* What to work on *
Could you copy every record exactly as it appears?

*** Study material Section Begins ***

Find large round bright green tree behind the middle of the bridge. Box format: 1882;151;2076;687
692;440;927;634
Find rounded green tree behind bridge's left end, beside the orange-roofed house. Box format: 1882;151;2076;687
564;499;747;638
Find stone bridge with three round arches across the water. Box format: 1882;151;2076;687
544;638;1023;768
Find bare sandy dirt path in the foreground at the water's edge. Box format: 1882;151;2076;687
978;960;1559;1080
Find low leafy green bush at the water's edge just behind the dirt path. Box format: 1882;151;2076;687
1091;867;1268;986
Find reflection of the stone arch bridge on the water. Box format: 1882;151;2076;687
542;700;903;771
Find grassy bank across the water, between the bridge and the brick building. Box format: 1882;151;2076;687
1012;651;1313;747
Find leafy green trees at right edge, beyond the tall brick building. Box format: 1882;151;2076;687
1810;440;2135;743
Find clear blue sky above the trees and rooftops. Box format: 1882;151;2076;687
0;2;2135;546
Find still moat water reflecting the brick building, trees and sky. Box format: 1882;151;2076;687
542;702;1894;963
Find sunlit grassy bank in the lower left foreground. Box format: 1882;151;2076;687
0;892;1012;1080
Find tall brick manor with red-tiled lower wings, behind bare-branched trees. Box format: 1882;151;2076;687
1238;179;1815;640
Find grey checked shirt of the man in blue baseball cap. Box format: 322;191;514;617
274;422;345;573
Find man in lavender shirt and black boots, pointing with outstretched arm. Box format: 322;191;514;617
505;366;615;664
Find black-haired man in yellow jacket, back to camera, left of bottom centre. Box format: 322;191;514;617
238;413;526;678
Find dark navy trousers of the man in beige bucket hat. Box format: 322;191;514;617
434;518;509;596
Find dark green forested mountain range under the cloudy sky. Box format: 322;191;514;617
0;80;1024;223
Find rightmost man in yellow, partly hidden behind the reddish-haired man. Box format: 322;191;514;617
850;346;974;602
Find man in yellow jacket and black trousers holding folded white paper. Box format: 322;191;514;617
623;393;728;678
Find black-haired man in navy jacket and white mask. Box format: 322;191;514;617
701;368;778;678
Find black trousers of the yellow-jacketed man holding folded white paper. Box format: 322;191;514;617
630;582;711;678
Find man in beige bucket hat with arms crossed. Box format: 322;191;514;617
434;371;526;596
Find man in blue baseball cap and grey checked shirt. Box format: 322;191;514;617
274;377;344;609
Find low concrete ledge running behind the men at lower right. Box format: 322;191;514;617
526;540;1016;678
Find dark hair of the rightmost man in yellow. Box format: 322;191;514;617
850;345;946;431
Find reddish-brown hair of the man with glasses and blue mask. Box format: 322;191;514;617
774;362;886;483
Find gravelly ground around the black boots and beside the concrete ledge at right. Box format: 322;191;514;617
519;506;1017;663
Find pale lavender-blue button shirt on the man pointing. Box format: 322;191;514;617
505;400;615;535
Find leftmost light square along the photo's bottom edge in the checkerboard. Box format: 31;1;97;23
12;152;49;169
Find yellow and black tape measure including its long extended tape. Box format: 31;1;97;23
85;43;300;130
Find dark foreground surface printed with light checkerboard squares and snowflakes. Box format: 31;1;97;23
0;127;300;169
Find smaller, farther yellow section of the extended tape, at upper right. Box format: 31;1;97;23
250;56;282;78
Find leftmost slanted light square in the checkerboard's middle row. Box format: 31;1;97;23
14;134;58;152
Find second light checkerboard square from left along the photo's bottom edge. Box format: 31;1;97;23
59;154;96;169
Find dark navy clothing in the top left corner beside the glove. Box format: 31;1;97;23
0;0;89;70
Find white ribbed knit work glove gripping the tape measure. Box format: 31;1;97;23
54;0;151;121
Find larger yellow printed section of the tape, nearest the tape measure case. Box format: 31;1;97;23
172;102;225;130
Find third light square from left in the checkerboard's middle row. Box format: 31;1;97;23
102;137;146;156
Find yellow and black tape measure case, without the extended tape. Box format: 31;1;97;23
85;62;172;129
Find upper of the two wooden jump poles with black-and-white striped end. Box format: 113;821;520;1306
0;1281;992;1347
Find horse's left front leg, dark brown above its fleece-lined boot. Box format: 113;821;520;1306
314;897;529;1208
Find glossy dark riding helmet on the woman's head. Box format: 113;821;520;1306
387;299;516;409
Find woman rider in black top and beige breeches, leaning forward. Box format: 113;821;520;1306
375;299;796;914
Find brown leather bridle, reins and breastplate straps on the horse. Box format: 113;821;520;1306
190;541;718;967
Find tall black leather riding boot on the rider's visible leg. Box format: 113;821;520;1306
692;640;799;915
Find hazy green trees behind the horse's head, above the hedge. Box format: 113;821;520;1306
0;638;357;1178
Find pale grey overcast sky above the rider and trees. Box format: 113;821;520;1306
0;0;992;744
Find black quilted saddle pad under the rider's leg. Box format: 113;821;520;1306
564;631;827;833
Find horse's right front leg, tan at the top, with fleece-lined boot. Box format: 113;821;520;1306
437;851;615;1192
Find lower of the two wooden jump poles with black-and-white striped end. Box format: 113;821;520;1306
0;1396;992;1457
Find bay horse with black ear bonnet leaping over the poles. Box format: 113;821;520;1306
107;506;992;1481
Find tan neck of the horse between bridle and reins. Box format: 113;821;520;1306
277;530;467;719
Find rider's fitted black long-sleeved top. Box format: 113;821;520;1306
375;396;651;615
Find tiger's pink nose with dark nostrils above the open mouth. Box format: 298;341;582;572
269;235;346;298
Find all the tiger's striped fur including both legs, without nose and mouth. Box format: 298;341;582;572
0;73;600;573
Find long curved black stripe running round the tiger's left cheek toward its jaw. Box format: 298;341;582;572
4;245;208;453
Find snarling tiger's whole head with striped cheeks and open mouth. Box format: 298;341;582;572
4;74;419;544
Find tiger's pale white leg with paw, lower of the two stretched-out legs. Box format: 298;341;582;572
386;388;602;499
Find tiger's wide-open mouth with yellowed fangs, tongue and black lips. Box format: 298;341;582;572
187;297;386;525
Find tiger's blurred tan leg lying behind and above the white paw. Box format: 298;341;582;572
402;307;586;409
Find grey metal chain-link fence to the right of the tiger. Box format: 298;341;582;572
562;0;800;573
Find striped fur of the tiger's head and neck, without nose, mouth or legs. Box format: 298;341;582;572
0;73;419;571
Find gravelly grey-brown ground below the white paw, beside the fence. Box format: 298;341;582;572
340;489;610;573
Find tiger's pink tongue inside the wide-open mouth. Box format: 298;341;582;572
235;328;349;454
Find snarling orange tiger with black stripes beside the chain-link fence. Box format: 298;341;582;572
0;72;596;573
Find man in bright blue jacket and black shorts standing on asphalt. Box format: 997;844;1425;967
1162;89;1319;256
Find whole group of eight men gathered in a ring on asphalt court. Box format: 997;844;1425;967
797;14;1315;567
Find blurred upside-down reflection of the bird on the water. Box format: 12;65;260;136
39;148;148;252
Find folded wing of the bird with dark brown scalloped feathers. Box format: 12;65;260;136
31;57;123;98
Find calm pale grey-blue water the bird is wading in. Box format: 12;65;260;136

*** Study material Section Ends ***

* Exercise output *
Find large round bright green tree behind the middle of the bridge. Box format: 1882;151;2076;687
692;440;927;634
Find rounded green tree behind bridge's left end, beside the orange-roofed house. Box format: 1882;151;2076;687
564;499;747;638
Find stone bridge with three round arches across the water. Box format: 1882;151;2076;687
544;638;1023;768
Find bare sandy dirt path in the foreground at the water's edge. Box format: 1882;151;2076;687
978;960;1559;1080
Find low leafy green bush at the water's edge just behind the dirt path. Box format: 1882;151;2076;687
1091;867;1268;986
Find reflection of the stone arch bridge on the water. Box format: 1882;151;2076;687
542;700;903;771
Find grassy bank across the water, between the bridge and the brick building. Box format: 1882;151;2076;687
1012;651;1313;747
Find leafy green trees at right edge, beyond the tall brick building. Box format: 1882;151;2076;687
1810;440;2135;743
Find clear blue sky above the trees and rooftops. Box format: 1882;151;2076;687
0;2;2135;546
Find still moat water reflecting the brick building, trees and sky. Box format: 1882;151;2076;687
542;702;1894;963
Find sunlit grassy bank in the lower left foreground. Box format: 1882;151;2076;687
0;892;1012;1080
Find tall brick manor with red-tiled lower wings, behind bare-branched trees. Box format: 1882;151;2076;687
1238;179;1815;640
Find grey checked shirt of the man in blue baseball cap. Box format: 322;191;514;617
274;422;345;573
Find man in lavender shirt and black boots, pointing with outstretched arm. Box format: 322;191;514;617
505;366;615;664
Find black-haired man in yellow jacket, back to camera, left of bottom centre. Box format: 322;191;514;617
238;413;526;678
Find dark navy trousers of the man in beige bucket hat. Box format: 322;191;514;617
434;518;509;596
Find dark green forested mountain range under the cloudy sky. Box format: 322;191;514;617
0;80;1024;223
Find rightmost man in yellow, partly hidden behind the reddish-haired man. Box format: 322;191;514;617
850;346;974;602
Find man in yellow jacket and black trousers holding folded white paper. Box format: 322;191;514;617
623;393;728;678
Find black-haired man in navy jacket and white mask. Box format: 322;191;514;617
701;368;778;678
Find black trousers of the yellow-jacketed man holding folded white paper. Box format: 322;191;514;617
630;582;711;678
Find man in beige bucket hat with arms crossed. Box format: 322;191;514;617
434;371;526;596
Find man in blue baseball cap and grey checked shirt. Box format: 322;191;514;617
274;377;344;609
Find low concrete ledge running behind the men at lower right. Box format: 322;191;514;617
526;540;1016;678
Find dark hair of the rightmost man in yellow. Box format: 322;191;514;617
850;345;946;431
Find reddish-brown hair of the man with glasses and blue mask. Box format: 322;191;514;617
774;362;886;483
Find gravelly ground around the black boots and beside the concrete ledge at right. Box format: 322;191;514;617
519;506;1017;663
Find pale lavender-blue button shirt on the man pointing. Box format: 322;191;514;617
505;400;615;535
Find leftmost light square along the photo's bottom edge in the checkerboard. Box format: 31;1;97;23
12;152;49;169
Find yellow and black tape measure including its long extended tape. Box format: 31;1;97;23
85;43;300;130
Find dark foreground surface printed with light checkerboard squares and snowflakes. Box format: 31;1;97;23
0;127;300;169
Find smaller, farther yellow section of the extended tape, at upper right. Box format: 31;1;97;23
250;56;282;78
Find leftmost slanted light square in the checkerboard's middle row. Box format: 31;1;97;23
14;134;58;152
Find second light checkerboard square from left along the photo's bottom edge. Box format: 31;1;97;23
59;154;96;169
Find dark navy clothing in the top left corner beside the glove. Box format: 31;1;97;23
0;0;89;70
Find white ribbed knit work glove gripping the tape measure. Box format: 31;1;97;23
54;0;151;121
Find larger yellow printed section of the tape, nearest the tape measure case. Box format: 31;1;97;23
172;102;225;130
Find third light square from left in the checkerboard's middle row. Box format: 31;1;97;23
102;137;146;156
Find yellow and black tape measure case, without the extended tape. Box format: 31;1;97;23
85;62;172;129
Find upper of the two wooden jump poles with black-and-white striped end. Box format: 113;821;520;1306
0;1281;992;1347
Find horse's left front leg, dark brown above its fleece-lined boot. Box format: 113;821;520;1306
314;897;529;1208
Find glossy dark riding helmet on the woman's head. Box format: 113;821;520;1306
387;299;516;409
Find woman rider in black top and beige breeches, leaning forward. Box format: 113;821;520;1306
375;299;796;914
Find brown leather bridle, reins and breastplate straps on the horse. Box format: 113;821;520;1306
190;541;718;967
Find tall black leather riding boot on the rider's visible leg. Box format: 113;821;520;1306
692;640;799;915
Find hazy green trees behind the horse's head, above the hedge. Box format: 113;821;520;1306
0;638;357;1178
Find pale grey overcast sky above the rider and trees. Box format: 113;821;520;1306
0;0;992;744
Find black quilted saddle pad under the rider's leg. Box format: 113;821;520;1306
564;631;827;833
Find horse's right front leg, tan at the top, with fleece-lined boot. Box format: 113;821;520;1306
437;851;615;1192
Find lower of the two wooden jump poles with black-and-white striped end. Box format: 113;821;520;1306
0;1396;992;1457
Find bay horse with black ear bonnet leaping over the poles. Box format: 113;821;520;1306
107;506;992;1481
Find tan neck of the horse between bridle and reins. Box format: 113;821;520;1306
277;530;467;719
Find rider's fitted black long-sleeved top. Box format: 113;821;520;1306
375;396;651;615
Find tiger's pink nose with dark nostrils above the open mouth. Box format: 298;341;582;572
269;235;346;298
Find all the tiger's striped fur including both legs, without nose and mouth. Box format: 298;341;582;572
0;73;600;573
Find long curved black stripe running round the tiger's left cheek toward its jaw. Box format: 298;341;582;572
4;245;208;453
Find snarling tiger's whole head with striped cheeks and open mouth. Box format: 298;341;582;572
4;74;419;544
Find tiger's pale white leg with paw, lower of the two stretched-out legs. Box format: 298;341;582;572
386;388;602;499
Find tiger's wide-open mouth with yellowed fangs, tongue and black lips. Box format: 298;341;582;572
187;297;386;525
Find tiger's blurred tan leg lying behind and above the white paw. Box format: 298;341;582;572
402;307;586;409
Find grey metal chain-link fence to the right of the tiger. Box format: 298;341;582;572
562;0;800;573
Find striped fur of the tiger's head and neck, without nose, mouth or legs. Box format: 298;341;582;572
0;73;419;571
Find gravelly grey-brown ground below the white paw, beside the fence. Box format: 298;341;582;572
340;489;610;573
Find tiger's pink tongue inside the wide-open mouth. Box format: 298;341;582;572
235;328;349;454
Find snarling orange tiger with black stripes beside the chain-link fence. Box format: 298;341;582;572
0;72;596;573
Find man in bright blue jacket and black shorts standing on asphalt. Box format: 997;844;1425;967
1162;89;1319;256
Find whole group of eight men gathered in a ring on asphalt court. Box format: 997;844;1425;967
797;14;1315;567
Find blurred upside-down reflection of the bird on the water. Box format: 12;65;260;136
39;148;148;252
Find folded wing of the bird with dark brown scalloped feathers. Box format: 12;65;260;136
31;57;123;98
Find calm pale grey-blue water the bird is wading in. Box format: 12;65;260;136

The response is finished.